_Reading text_
%%
The man I worked for in 1993 is not the man who now lies for Donald Trump.

Rudolph Giuliani being sworn in as mayor of New York in 1994, alongside his wife at the time, Donna Hanover.Credit...Mark Peterson/Corbis, via Getty Images

Mr. Frydman was press secretary for Rudolph W. Giuliani during the 1993 mayoral campaign.

On Oct. 8, 1994, my wife Liz Bruder and I were married in City Hall by Mayor Rudolph W. Giuliani. For 25 years, I carried a wallet-size photo of the three of us from that day.

Liz and I met working on Mr. Giuliani’s 1993 mayoral campaign. She was the campaign’s deputy finance director and I was the spokesman. Our small paid staff and hundreds of volunteers worked tirelessly to elect Rudy after he had narrowly lost to the incumbent, David Dinkins, in 1989.

Rudy told The New Yorker in January that he doesn’t think about his legacy, but is afraid that “Rudy Giuliani: He lied for Trump” will be on his gravestone. “Somehow, I don’t think that will be it,” he said. “But, if it is, so what do I care? I’ll be dead.”

He may not care, but anyone who worked on his winning campaigns in 1993 and 1997 or in City Hall during his two terms as mayor does care about his legacy — and theirs. We were proud to live and work in the clean, safe, prosperous city that Rudy ran and that Mayor Michael Bloomberg inherited from him.
%%
_Problem 1_
Count the lines in the rows below that contain the string "pilaster", treating uppercase and lowercase letters as different, and reply with only the number.
_Problem 2_
Continue the passage about working for Rudolph Giuliani, starting after its last sentence.

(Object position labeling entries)
%%
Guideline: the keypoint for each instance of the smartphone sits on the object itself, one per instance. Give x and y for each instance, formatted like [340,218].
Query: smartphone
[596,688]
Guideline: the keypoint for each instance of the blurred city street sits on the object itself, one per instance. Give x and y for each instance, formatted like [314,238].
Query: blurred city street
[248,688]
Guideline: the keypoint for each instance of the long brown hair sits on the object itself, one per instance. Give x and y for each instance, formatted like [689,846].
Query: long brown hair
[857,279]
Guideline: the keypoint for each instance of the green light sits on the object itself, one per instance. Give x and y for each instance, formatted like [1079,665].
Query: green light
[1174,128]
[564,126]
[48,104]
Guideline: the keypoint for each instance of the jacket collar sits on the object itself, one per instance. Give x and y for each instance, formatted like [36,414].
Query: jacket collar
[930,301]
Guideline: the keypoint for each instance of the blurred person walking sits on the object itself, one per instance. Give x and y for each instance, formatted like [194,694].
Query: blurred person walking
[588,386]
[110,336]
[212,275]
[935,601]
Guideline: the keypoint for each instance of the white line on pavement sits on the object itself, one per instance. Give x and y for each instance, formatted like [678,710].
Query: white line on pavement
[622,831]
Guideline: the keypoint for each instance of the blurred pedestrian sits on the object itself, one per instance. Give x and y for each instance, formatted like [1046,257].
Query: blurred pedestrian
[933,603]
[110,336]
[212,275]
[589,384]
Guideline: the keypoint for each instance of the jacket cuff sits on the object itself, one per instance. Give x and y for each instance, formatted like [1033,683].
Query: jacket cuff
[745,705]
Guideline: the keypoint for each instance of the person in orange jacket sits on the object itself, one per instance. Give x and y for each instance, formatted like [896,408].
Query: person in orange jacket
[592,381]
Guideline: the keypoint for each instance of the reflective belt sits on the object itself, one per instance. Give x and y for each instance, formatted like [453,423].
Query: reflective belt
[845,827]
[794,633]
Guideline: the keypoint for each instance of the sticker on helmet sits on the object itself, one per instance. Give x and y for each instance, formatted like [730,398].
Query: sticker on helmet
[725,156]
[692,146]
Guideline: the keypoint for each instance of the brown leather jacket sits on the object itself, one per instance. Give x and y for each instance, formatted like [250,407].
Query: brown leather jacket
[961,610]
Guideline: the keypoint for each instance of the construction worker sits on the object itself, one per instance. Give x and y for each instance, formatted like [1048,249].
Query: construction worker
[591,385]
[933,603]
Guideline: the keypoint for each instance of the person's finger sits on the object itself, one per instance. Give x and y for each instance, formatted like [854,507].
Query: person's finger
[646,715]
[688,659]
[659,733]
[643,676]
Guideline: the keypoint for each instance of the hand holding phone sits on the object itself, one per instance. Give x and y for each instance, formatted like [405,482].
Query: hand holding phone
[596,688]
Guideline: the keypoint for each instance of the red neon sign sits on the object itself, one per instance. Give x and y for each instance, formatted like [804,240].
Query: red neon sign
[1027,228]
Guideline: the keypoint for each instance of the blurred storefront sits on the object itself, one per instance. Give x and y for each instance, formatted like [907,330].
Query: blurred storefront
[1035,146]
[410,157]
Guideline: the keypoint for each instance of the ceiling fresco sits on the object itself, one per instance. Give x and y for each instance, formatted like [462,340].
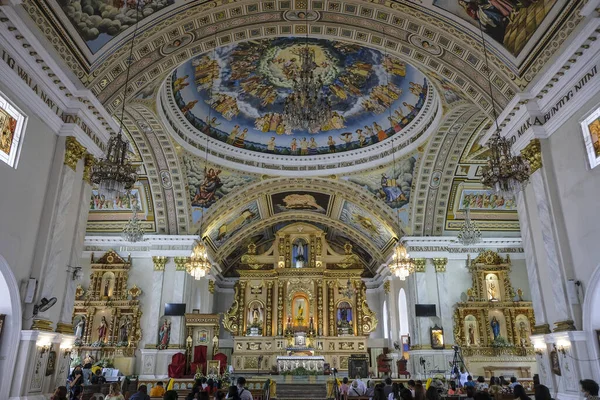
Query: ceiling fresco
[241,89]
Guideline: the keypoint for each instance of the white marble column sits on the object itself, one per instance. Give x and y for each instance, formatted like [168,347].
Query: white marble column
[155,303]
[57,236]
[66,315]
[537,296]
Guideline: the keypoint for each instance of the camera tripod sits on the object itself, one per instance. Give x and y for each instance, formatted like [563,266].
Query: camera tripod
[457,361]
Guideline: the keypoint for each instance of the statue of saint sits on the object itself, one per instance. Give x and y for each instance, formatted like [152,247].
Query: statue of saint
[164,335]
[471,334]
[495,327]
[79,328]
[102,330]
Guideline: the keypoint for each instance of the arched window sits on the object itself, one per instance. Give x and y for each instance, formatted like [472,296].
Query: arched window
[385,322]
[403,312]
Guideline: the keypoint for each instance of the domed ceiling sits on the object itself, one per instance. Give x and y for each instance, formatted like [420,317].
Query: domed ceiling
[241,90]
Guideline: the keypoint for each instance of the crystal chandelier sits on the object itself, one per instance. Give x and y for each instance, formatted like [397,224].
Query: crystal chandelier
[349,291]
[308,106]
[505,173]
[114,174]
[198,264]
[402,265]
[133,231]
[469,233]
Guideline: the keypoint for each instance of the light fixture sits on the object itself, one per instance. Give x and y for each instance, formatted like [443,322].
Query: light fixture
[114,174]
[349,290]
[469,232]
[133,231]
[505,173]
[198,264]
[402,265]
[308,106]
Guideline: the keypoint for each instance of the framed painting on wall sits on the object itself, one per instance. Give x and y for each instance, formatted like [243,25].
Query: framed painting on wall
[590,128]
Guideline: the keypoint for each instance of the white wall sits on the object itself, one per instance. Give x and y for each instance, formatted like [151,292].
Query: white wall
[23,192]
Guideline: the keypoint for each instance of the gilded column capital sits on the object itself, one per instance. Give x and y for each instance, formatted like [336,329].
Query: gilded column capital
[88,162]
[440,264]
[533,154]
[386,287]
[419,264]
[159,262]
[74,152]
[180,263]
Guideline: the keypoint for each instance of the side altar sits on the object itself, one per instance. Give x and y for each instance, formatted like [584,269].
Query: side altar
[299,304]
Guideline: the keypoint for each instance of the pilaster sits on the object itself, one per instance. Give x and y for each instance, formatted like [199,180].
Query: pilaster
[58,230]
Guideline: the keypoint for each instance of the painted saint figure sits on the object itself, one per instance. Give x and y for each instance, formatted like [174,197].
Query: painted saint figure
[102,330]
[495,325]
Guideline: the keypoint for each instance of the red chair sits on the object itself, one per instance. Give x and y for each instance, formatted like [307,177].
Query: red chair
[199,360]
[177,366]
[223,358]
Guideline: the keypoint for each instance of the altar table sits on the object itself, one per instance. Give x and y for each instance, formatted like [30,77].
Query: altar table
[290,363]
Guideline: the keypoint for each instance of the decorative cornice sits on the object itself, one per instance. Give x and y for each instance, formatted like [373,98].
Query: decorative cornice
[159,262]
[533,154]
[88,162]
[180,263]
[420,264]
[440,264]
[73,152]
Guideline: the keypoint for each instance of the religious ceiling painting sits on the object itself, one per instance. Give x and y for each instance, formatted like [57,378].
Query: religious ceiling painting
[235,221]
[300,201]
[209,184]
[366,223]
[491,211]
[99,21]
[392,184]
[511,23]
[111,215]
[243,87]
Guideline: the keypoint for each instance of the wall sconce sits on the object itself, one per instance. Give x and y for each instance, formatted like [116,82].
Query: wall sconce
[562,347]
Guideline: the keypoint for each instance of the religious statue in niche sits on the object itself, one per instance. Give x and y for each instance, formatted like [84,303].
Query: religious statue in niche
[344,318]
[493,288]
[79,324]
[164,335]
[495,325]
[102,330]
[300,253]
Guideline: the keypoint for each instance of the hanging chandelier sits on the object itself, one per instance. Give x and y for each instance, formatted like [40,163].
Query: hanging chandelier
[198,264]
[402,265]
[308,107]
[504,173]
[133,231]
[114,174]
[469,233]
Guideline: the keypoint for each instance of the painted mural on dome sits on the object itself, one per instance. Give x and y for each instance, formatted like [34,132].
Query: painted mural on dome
%%
_Final result 1_
2

_Final result 2_
“America’s Mayor,” as Rudy was called after Sept. 11, is today President Trump’s bumbling personal lawyer and henchman, his apologist and defender of the indefensible.

Friends and family constantly ask me, “Has he lost it? Is he crazy? How could you work for a guy like that?” At a recent dinner party, a stranger suggested that I’m not legally married because Rudy, a three-time loser at marriage, officiated our wedding.

He wasn’t always like this.

I was a partner in a successful consulting firm, fed up with living in a dangerous, dirty city when I went to work on Rudy’s nascent 1993 mayoral campaign. On Dec. 10, 1992, I watched Citizen Rudy heroically race into the Church of St. Agnes on East 43rd Street when a fire broke out. He emerged leading the parishioners and carrying the chalice, his suit jacket covered in soot. That was the Rudy I admired.

My work with Rudy peaked on Election Day, 1993, when his two-point victory over Mayor Dinkins reversed a two-point loss in 1989. After celebrating with Rudy, his family, friends and our campaign team, I slept on the floor of his Hilton Hotel suite. The next morning, I accompanied him downstairs to shoot his scene for a “Seinfeld” episode on nonfat yogurt. The following day, I left for a private sector communications job.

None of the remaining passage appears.